> **Prompt A**
Print the forum post on painting for competition in full, word for word.

> **Passage to read**
☆ ☆ ☆ ☆ ☆ ☆ ☆

It sounds like you would be very surprised to learn that there IS a heavy strategy component to painting for competition, no matter who the judges are. :;): in fact, I could argue that the point in painting for competition is to design and execute a piece that appeals to many different types of people--especially when the Best-In-Show awards are judged by your peers. ::):

 

But more important, if you are approaching the competition as a tool to learn and improve, you are going to get a lot more from a class like Rhonda's "Level Up!" than you would from any panel. A panel will speak only in generalities, whereas the smaller class focuses on what YOU need to do to get to the next level. This discussion can encompass anything from Research (studying past winners), to model choice (far more impactful than you might think, especially in how much enjoyment you 'll gain from the journey), to color and basing composition, to painting technique, special effects, storytelling and beyond.

☆ ☆ ☆ ☆ ☆ ☆ ☆

> **Data supplied**
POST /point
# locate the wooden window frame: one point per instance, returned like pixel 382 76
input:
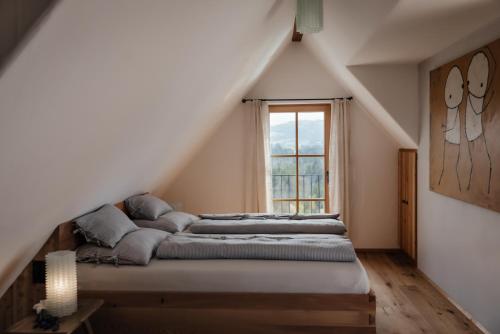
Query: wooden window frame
pixel 296 108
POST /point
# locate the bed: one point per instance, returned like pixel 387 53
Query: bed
pixel 227 296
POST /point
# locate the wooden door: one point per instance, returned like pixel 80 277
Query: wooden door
pixel 408 202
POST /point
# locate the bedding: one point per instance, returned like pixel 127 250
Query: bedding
pixel 146 206
pixel 173 221
pixel 264 276
pixel 136 248
pixel 298 247
pixel 105 226
pixel 269 226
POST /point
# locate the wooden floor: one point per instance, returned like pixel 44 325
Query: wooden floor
pixel 406 302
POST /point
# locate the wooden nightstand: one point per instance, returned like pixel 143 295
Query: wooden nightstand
pixel 86 307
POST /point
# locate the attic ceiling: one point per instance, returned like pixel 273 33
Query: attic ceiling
pixel 110 98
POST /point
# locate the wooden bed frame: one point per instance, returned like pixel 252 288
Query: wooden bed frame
pixel 185 312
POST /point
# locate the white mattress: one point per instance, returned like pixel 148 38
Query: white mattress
pixel 227 276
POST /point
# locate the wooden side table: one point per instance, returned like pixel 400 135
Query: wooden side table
pixel 86 307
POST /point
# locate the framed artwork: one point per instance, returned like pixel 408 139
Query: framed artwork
pixel 465 128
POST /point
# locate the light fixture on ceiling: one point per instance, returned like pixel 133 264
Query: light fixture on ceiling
pixel 309 16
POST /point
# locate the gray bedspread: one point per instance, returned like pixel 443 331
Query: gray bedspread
pixel 264 216
pixel 268 226
pixel 304 247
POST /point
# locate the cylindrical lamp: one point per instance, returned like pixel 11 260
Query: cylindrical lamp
pixel 309 16
pixel 60 283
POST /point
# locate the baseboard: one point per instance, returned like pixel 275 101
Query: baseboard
pixel 475 323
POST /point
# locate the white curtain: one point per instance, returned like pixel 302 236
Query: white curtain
pixel 258 167
pixel 339 160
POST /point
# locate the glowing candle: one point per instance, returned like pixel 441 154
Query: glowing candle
pixel 60 283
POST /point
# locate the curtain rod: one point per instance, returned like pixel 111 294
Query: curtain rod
pixel 317 99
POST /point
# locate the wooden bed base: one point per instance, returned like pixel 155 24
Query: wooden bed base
pixel 184 312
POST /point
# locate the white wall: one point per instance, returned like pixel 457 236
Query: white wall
pixel 459 243
pixel 213 181
pixel 109 97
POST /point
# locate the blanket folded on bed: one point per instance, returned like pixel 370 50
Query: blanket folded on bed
pixel 268 226
pixel 331 248
pixel 263 216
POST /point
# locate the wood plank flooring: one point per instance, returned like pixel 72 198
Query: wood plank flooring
pixel 407 303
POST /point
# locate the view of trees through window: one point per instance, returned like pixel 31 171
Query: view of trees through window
pixel 299 158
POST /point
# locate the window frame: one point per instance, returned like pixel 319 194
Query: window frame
pixel 296 108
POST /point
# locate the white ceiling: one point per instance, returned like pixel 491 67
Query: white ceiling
pixel 401 31
pixel 375 47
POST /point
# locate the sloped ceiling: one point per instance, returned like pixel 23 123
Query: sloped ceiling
pixel 375 47
pixel 109 98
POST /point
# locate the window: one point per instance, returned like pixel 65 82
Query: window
pixel 299 138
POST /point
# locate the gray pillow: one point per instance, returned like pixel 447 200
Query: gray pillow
pixel 173 222
pixel 105 226
pixel 146 206
pixel 135 248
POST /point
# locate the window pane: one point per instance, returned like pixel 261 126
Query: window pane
pixel 311 207
pixel 311 132
pixel 284 177
pixel 284 207
pixel 312 177
pixel 282 132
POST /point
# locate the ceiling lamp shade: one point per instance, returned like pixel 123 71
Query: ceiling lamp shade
pixel 60 284
pixel 309 16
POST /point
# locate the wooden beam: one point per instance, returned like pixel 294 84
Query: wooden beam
pixel 297 36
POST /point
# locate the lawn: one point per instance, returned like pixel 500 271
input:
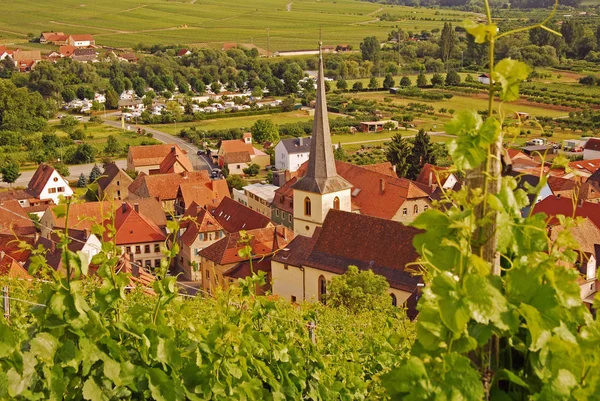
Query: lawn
pixel 279 24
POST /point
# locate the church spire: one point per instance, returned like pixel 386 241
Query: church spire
pixel 321 175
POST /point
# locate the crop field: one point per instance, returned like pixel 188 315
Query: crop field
pixel 292 24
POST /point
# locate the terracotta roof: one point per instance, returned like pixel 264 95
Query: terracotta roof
pixel 381 245
pixel 11 246
pixel 13 218
pixel 367 195
pixel 206 194
pixel 233 217
pixel 109 174
pixel 81 38
pixel 593 144
pixel 204 222
pixel 176 155
pixel 237 157
pixel 150 154
pixel 40 179
pixel 263 241
pixel 382 168
pixel 165 186
pixel 554 205
pixel 134 228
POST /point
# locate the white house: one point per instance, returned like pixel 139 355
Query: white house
pixel 46 183
pixel 291 153
pixel 591 150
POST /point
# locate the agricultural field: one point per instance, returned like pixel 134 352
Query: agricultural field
pixel 292 24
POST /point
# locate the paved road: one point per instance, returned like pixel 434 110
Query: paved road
pixel 199 162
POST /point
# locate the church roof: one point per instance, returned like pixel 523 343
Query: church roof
pixel 321 176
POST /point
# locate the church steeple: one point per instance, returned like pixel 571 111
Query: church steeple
pixel 321 176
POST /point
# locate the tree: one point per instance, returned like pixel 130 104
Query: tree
pixel 236 181
pixel 397 152
pixel 373 84
pixel 95 173
pixel 82 181
pixel 10 171
pixel 358 290
pixel 112 99
pixel 422 153
pixel 265 131
pixel 437 80
pixel 370 48
pixel 452 78
pixel 447 41
pixel 252 170
pixel 421 80
pixel 388 81
pixel 112 145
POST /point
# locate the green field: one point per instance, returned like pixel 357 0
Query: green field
pixel 200 23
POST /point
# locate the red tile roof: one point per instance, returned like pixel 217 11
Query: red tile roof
pixel 151 154
pixel 263 241
pixel 165 186
pixel 14 219
pixel 233 217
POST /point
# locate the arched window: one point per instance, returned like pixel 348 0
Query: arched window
pixel 322 289
pixel 307 208
pixel 336 203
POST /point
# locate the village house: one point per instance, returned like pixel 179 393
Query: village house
pixel 48 184
pixel 291 153
pixel 221 263
pixel 196 234
pixel 166 189
pixel 238 154
pixel 148 159
pixel 302 270
pixel 81 40
pixel 114 183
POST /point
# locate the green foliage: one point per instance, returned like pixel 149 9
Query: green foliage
pixel 265 131
pixel 358 291
pixel 10 171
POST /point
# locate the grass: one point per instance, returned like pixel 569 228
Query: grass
pixel 212 22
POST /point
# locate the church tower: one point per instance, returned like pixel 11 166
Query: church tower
pixel 321 189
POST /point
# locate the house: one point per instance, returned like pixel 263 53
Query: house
pixel 238 154
pixel 207 194
pixel 81 40
pixel 592 149
pixel 15 220
pixel 83 216
pixel 435 176
pixel 201 231
pixel 260 197
pixel 47 183
pixel 302 270
pixel 484 79
pixel 221 263
pixel 290 153
pixel 147 159
pixel 234 216
pixel 80 241
pixel 376 126
pixel 114 183
pixel 165 189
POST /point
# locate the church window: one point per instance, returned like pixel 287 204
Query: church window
pixel 307 206
pixel 336 203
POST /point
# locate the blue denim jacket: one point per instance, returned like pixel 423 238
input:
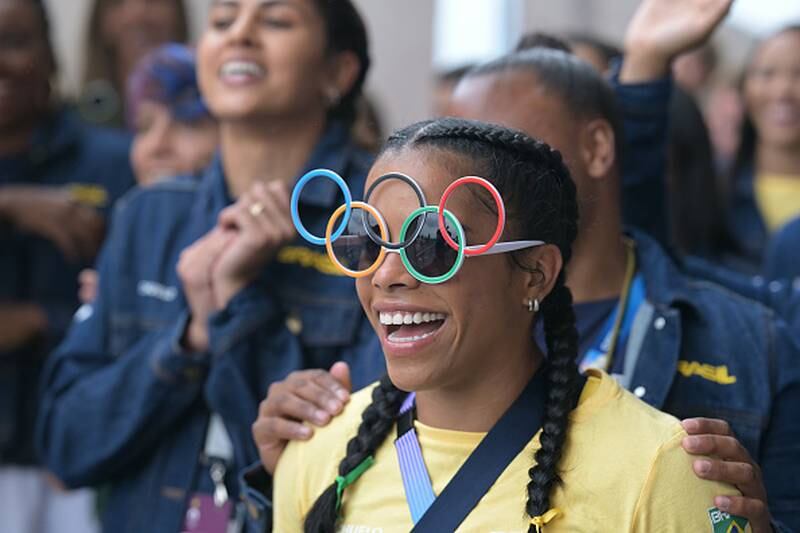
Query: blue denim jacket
pixel 124 405
pixel 782 259
pixel 706 351
pixel 745 223
pixel 94 163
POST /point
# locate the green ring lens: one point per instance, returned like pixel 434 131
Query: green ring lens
pixel 433 280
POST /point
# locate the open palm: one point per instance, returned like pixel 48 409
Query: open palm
pixel 672 27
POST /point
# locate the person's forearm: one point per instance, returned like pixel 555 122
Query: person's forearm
pixel 641 66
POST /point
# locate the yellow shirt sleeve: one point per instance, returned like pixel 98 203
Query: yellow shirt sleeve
pixel 673 498
pixel 289 492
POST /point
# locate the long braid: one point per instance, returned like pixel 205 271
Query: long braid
pixel 377 421
pixel 562 376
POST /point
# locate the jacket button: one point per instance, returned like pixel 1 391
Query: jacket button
pixel 294 325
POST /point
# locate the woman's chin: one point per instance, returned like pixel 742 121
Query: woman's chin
pixel 409 376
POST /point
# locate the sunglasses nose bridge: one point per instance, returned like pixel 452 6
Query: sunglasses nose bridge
pixel 392 273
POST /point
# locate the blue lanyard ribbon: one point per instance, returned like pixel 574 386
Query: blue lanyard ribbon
pixel 600 355
pixel 507 438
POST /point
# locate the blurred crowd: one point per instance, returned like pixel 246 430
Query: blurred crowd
pixel 156 303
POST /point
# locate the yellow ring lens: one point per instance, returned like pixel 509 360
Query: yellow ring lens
pixel 329 243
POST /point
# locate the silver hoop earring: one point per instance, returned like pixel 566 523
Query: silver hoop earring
pixel 334 96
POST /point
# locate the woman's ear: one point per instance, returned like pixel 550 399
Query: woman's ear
pixel 598 148
pixel 542 278
pixel 345 68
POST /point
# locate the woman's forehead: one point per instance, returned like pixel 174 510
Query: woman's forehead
pixel 433 170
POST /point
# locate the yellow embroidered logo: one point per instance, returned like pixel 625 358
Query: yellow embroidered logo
pixel 299 255
pixel 88 194
pixel 717 374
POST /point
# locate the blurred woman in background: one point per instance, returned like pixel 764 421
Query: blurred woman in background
pixel 121 32
pixel 206 296
pixel 765 192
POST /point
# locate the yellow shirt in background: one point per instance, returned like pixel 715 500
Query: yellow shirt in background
pixel 778 199
pixel 623 469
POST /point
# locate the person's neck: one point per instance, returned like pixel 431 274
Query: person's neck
pixel 276 151
pixel 476 406
pixel 778 160
pixel 16 141
pixel 599 262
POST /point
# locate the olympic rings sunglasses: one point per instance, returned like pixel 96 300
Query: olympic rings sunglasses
pixel 432 244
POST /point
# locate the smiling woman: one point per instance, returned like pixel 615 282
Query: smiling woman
pixel 121 32
pixel 766 174
pixel 280 77
pixel 445 441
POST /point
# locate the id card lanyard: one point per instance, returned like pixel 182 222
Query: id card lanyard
pixel 509 436
pixel 617 328
pixel 219 452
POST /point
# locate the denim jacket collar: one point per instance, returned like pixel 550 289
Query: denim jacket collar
pixel 57 134
pixel 665 285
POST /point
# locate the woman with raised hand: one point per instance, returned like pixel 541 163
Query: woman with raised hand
pixel 765 187
pixel 205 295
pixel 496 435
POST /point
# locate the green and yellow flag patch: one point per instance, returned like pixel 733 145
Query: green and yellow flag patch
pixel 722 522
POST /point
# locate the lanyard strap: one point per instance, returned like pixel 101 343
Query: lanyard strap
pixel 618 326
pixel 499 447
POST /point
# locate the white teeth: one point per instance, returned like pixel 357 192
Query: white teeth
pixel 399 318
pixel 395 337
pixel 242 68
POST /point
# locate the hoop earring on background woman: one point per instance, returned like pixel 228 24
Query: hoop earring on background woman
pixel 333 95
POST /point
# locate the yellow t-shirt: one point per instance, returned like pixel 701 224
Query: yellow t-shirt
pixel 778 199
pixel 623 469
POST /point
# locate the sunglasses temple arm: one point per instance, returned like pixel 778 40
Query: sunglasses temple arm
pixel 505 247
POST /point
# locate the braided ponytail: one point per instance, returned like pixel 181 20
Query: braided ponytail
pixel 563 391
pixel 377 421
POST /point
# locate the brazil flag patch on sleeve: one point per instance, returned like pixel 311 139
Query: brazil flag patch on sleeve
pixel 722 522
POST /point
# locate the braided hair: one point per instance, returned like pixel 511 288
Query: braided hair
pixel 541 203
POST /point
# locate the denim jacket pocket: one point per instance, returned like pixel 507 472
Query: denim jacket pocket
pixel 326 323
pixel 126 328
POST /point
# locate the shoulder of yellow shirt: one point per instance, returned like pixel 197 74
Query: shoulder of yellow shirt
pixel 611 425
pixel 617 420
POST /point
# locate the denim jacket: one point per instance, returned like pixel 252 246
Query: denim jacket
pixel 782 258
pixel 706 351
pixel 125 405
pixel 745 223
pixel 93 165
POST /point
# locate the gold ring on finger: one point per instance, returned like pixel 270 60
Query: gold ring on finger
pixel 256 209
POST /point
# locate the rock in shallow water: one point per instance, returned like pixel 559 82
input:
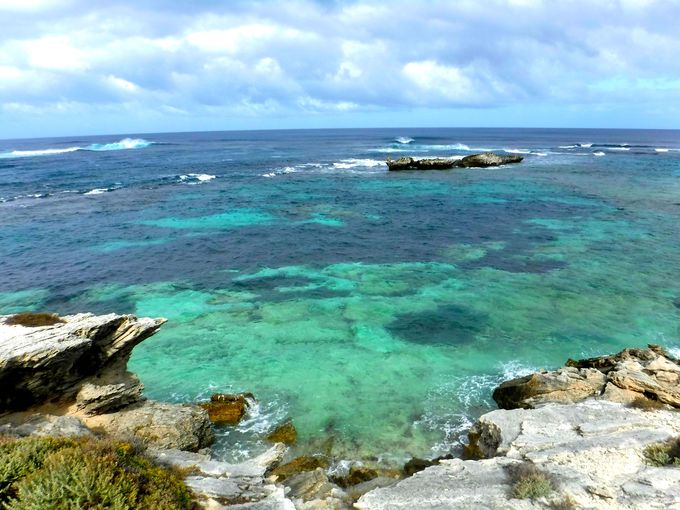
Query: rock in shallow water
pixel 632 375
pixel 50 363
pixel 593 449
pixel 159 425
pixel 484 160
pixel 226 409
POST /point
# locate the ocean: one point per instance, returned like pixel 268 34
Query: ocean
pixel 376 309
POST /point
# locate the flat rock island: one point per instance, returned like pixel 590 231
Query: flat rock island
pixel 483 160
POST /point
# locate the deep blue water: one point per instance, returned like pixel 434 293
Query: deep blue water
pixel 241 238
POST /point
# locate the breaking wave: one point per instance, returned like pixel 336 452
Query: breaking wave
pixel 196 178
pixel 124 144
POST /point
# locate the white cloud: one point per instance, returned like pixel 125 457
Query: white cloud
pixel 445 82
pixel 279 58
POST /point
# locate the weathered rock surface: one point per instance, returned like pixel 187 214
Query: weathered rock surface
pixel 488 159
pixel 51 363
pixel 484 160
pixel 593 450
pixel 284 433
pixel 631 376
pixel 46 425
pixel 159 425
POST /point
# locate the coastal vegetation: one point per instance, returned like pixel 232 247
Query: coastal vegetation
pixel 663 454
pixel 529 482
pixel 60 473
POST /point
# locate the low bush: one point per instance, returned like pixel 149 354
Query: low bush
pixel 34 319
pixel 529 482
pixel 63 474
pixel 663 454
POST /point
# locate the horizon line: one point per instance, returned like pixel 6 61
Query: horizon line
pixel 336 129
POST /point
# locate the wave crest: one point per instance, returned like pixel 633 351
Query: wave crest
pixel 124 144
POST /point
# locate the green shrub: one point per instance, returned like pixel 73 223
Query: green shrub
pixel 34 319
pixel 529 482
pixel 663 454
pixel 66 474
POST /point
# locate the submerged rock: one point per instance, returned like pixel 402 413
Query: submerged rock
pixel 593 449
pixel 632 375
pixel 483 160
pixel 226 409
pixel 159 425
pixel 488 159
pixel 299 465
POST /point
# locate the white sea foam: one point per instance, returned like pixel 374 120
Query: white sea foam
pixel 196 178
pixel 124 144
pixel 358 163
pixel 97 191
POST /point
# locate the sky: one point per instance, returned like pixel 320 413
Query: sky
pixel 71 67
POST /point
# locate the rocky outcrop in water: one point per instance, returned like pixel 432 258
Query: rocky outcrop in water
pixel 59 371
pixel 586 450
pixel 647 377
pixel 484 160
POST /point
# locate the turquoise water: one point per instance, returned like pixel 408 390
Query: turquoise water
pixel 376 310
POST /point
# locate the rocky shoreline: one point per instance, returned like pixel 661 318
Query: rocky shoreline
pixel 582 433
pixel 483 160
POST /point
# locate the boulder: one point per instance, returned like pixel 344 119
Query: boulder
pixel 51 362
pixel 158 425
pixel 299 465
pixel 409 163
pixel 226 409
pixel 284 433
pixel 632 375
pixel 483 160
pixel 564 385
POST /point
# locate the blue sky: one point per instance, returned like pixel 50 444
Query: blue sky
pixel 87 67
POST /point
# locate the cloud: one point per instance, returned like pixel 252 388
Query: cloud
pixel 275 59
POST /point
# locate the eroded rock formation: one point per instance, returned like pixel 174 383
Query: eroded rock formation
pixel 484 160
pixel 76 367
pixel 647 377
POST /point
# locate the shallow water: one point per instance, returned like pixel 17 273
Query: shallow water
pixel 376 309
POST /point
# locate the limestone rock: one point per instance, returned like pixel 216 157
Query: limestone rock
pixel 409 163
pixel 159 424
pixel 102 395
pixel 202 464
pixel 593 449
pixel 488 159
pixel 564 385
pixel 226 409
pixel 298 465
pixel 49 363
pixel 47 425
pixel 484 160
pixel 284 433
pixel 629 376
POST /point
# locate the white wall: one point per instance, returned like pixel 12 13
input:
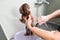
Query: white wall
pixel 53 6
pixel 9 15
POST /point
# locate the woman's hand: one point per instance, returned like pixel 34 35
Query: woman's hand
pixel 29 21
pixel 42 19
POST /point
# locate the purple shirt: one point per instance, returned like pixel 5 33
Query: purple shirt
pixel 20 36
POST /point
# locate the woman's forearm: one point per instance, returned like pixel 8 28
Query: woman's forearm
pixel 40 32
pixel 54 15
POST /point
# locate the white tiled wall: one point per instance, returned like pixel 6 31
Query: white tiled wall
pixel 9 15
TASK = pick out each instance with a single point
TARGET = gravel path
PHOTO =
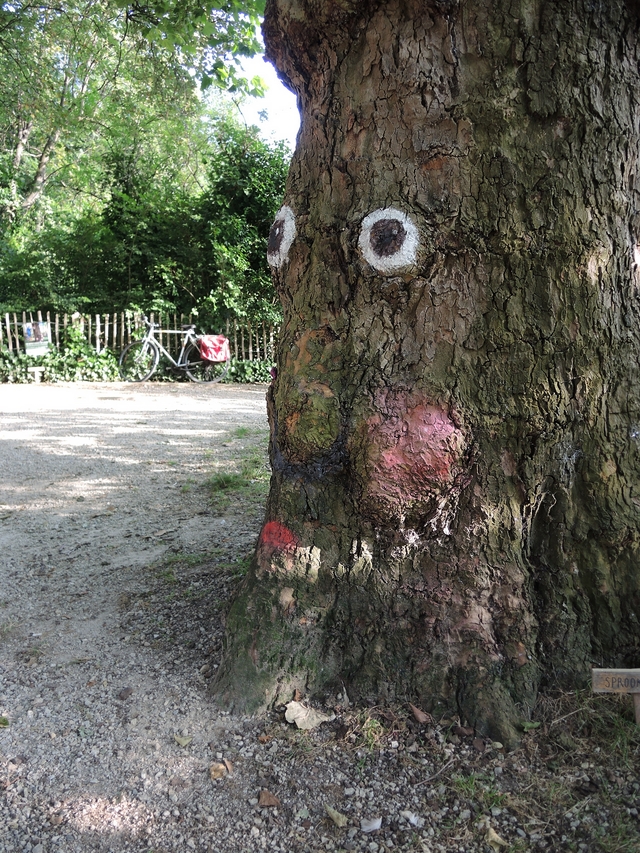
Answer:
(117, 563)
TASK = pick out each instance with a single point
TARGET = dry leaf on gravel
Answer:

☆ ☆ ☆ ☆ ☆ ☆ ☆

> **Prompt B**
Rewrite the listing from its first line through the line containing "pixel 110 98", inclusive, with "Query" replaced by "Target" and all else unchanged. Leave the pictures out of the answer.

> **Task answer A**
It sounds like you would be very surprised to learn that there IS a heavy strategy component to painting for competition, no matter who the judges are. :;): in fact, I could argue that the point in painting for competition is to design and execute a piece that appeals to many different types of people--especially when the Best-In-Show awards are judged by your peers. ::):

 

But more important, if you are approaching the competition as a tool to learn and improve, you are going to get a lot more from a class like Rhonda's "Level Up!" than you would from any panel. A panel will speak only in generalities, whereas the smaller class focuses on what YOU need to do to get to the next level. This discussion can encompass anything from Research (studying past winners), to model choice (far more impactful than you might think, especially in how much enjoyment you 'll gain from the journey), to color and basing composition, to painting technique, special effects, storytelling and beyond.

> **Task answer B**
POST /point
# locate the wooden window frame: one point per instance, returned like pixel 382 76
input:
Target: wooden window frame
pixel 296 108
POST /point
# locate the bed: one point per instance, returned like pixel 387 53
Target: bed
pixel 227 296
POST /point
# locate the wooden door: one point per instance, returned like pixel 80 277
Target: wooden door
pixel 408 202
POST /point
# locate the bedding: one point per instance, returned like pixel 127 250
Target: bedding
pixel 146 206
pixel 173 221
pixel 264 276
pixel 136 248
pixel 298 247
pixel 105 226
pixel 269 226
POST /point
# locate the wooden floor: one point per instance, returned like pixel 44 325
Target: wooden floor
pixel 406 302
POST /point
# locate the wooden nightstand: one point per instance, returned like pixel 143 295
Target: wooden nightstand
pixel 86 307
POST /point
# locate the attic ceiling: one point per instance, returned like pixel 273 33
Target: attic ceiling
pixel 110 98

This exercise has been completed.